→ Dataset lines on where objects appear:

-- -- --

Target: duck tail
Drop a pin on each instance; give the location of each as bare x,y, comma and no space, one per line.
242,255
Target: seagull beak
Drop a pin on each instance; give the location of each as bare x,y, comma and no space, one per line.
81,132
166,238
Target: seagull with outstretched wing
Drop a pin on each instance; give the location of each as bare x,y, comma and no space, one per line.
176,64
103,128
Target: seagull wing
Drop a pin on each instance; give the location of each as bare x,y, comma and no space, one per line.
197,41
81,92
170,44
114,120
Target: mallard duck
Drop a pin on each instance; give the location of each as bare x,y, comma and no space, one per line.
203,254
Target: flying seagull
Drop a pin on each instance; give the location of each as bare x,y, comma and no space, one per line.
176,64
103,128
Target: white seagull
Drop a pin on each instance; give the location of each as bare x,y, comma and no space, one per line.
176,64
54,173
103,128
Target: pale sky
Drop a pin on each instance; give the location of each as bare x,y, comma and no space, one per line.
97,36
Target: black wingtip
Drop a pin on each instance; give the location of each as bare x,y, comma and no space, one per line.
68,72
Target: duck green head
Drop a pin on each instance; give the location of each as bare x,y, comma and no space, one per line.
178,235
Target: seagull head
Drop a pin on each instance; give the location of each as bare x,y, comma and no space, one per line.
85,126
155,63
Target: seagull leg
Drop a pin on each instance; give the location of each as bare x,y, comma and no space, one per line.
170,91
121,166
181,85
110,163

-- -- --

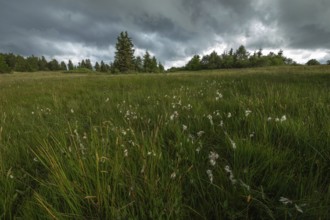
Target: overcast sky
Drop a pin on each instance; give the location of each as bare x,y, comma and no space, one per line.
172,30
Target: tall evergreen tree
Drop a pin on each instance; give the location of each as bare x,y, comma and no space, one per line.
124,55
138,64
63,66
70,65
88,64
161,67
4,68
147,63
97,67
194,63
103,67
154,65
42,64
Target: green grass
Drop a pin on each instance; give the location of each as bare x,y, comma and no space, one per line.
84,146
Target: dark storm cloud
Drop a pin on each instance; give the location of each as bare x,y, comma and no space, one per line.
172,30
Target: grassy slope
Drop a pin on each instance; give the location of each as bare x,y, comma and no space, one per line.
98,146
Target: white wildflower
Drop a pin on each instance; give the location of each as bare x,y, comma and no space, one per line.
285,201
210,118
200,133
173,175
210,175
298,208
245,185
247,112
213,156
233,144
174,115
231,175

-- -- --

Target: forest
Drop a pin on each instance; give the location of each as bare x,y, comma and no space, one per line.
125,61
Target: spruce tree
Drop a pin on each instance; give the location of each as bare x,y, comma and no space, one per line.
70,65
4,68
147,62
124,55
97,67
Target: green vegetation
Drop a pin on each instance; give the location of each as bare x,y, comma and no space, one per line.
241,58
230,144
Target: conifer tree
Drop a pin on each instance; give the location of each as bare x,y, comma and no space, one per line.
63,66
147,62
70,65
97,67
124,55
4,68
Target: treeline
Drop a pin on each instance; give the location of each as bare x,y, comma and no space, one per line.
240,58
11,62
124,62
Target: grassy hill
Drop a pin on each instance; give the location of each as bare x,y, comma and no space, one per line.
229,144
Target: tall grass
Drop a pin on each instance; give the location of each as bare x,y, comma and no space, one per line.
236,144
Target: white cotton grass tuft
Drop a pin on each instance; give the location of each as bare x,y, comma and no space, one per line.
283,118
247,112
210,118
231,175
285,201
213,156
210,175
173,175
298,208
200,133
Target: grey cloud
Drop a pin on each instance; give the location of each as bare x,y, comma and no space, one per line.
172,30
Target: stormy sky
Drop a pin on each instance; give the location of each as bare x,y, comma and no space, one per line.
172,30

-- -- --

→ Task goal:
Please count the lines above that contain the string "grassy", with case counting, and give only the number.

→ Result of this task:
2